§ **Your instructions**: Tally the lines in the entries below that contain the word "When" with matching case, and reply with only the number.
★ ★ ★ ★
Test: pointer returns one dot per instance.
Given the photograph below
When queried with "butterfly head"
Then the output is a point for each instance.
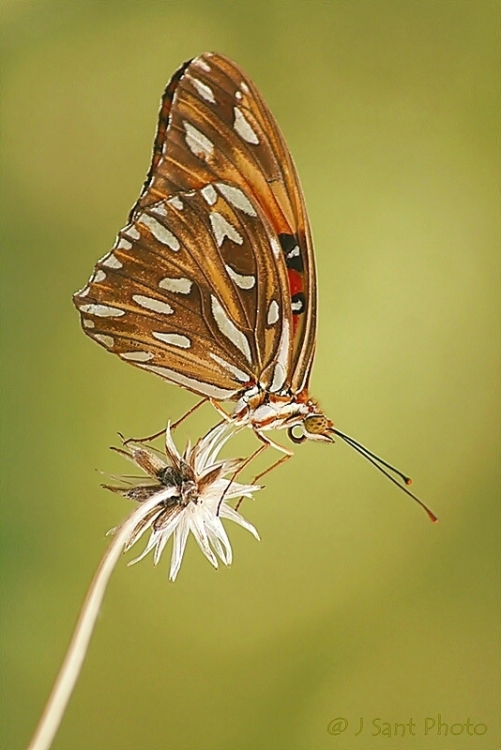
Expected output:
(315, 426)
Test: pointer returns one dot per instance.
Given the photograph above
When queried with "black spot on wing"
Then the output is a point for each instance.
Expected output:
(298, 303)
(292, 252)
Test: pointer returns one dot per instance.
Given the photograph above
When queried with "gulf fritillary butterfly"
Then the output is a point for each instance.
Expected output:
(211, 284)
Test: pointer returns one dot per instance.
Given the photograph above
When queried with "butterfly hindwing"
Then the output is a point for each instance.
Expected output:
(212, 283)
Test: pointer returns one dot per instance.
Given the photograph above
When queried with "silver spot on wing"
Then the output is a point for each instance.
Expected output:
(222, 228)
(243, 282)
(243, 127)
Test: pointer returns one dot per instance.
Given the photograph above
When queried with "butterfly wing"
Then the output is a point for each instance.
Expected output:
(196, 288)
(214, 124)
(185, 289)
★ ★ ★ ★
§ **Response below**: 6